_Task goal:_ Please return every line of the items below that contains the string "grey", treating uppercase and lowercase as different.

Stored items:

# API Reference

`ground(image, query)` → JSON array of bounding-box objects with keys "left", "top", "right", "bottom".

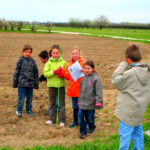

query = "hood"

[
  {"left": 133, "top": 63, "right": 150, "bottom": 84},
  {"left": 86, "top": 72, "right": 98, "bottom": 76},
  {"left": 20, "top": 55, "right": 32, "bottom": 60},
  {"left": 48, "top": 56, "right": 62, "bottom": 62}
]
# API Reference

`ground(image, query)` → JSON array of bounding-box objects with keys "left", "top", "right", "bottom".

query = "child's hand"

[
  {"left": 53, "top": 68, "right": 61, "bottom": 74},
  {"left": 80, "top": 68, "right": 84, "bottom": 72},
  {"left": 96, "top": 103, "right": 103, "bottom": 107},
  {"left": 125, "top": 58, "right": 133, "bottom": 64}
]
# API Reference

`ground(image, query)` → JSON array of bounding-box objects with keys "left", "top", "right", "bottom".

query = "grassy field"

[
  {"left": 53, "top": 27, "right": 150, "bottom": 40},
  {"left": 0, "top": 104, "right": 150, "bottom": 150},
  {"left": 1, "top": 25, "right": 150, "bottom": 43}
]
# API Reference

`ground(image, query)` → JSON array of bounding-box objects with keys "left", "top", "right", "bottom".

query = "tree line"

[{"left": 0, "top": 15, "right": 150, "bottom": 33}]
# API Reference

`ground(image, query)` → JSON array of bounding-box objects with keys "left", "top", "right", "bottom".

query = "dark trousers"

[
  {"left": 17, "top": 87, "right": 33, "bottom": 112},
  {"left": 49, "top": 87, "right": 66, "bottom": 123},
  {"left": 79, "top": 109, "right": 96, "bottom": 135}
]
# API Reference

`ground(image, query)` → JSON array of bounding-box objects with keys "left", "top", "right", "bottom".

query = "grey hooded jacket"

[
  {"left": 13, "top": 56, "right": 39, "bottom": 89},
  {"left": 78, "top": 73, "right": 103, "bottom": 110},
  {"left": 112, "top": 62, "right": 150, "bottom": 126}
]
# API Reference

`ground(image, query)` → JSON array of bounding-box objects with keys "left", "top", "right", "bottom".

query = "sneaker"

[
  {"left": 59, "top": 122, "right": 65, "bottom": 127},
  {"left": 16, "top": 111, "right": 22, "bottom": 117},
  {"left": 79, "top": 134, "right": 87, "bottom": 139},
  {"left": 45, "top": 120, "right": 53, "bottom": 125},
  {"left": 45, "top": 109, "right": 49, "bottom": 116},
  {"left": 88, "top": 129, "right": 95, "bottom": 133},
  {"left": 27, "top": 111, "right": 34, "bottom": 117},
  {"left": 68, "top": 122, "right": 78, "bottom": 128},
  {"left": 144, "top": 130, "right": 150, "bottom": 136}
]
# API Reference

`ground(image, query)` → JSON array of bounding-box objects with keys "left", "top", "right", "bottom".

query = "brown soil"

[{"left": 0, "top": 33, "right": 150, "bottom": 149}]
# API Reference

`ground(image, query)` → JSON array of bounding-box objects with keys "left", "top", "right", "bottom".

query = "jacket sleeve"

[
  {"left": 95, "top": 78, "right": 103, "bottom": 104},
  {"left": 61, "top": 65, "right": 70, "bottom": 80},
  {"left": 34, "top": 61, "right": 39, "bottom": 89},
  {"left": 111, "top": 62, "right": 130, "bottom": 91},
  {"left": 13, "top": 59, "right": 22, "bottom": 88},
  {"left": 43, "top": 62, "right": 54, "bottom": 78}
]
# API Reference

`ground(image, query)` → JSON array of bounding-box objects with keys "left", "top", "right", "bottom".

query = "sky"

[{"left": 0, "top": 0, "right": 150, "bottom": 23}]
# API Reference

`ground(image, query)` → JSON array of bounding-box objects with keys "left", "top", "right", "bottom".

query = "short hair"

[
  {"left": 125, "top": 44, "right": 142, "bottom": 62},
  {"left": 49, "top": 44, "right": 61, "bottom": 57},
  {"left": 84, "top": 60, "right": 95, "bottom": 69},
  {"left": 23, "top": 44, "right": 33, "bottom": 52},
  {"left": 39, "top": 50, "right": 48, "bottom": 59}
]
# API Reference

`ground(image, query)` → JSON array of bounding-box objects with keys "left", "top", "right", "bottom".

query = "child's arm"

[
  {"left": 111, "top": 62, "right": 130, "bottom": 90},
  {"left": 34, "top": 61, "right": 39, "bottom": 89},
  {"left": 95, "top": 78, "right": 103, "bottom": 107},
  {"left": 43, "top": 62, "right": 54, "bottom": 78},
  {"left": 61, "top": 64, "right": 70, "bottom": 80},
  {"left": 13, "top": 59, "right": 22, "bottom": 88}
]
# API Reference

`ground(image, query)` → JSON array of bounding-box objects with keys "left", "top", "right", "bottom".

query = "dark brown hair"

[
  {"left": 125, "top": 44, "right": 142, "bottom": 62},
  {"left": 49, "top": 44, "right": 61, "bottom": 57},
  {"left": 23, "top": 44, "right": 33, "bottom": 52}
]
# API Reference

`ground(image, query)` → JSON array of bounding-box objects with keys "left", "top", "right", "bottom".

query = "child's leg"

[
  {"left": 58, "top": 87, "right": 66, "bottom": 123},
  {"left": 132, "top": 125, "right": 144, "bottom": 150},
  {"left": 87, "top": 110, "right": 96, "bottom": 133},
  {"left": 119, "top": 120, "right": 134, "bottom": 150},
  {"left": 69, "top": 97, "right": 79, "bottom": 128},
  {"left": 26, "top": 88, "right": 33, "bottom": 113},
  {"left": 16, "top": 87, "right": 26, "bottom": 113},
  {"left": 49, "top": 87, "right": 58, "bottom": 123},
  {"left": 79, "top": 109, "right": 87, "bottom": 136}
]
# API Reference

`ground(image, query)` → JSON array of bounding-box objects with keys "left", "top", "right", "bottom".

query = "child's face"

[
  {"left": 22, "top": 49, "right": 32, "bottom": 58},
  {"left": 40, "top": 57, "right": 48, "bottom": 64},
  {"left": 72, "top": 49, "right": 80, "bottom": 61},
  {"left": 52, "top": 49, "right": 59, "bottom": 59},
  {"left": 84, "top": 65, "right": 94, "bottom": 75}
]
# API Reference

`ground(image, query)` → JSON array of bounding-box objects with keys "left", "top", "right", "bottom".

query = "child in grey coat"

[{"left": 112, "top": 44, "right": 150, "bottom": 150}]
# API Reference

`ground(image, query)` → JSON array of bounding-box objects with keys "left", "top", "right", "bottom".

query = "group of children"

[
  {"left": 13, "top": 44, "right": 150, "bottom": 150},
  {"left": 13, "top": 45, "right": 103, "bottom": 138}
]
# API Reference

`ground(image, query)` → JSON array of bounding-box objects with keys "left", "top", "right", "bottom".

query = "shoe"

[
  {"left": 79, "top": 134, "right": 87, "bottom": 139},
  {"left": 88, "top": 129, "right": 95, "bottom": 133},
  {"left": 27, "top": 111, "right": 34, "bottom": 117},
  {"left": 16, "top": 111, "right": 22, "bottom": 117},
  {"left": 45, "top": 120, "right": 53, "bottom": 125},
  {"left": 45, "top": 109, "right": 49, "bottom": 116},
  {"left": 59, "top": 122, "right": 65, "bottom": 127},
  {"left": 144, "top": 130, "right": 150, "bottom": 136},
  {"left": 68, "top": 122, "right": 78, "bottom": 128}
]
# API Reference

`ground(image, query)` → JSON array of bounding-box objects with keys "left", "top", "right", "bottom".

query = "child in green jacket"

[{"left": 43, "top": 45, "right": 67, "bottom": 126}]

_Task output:_
query = "grey hooded jacket"
query = "child in grey coat"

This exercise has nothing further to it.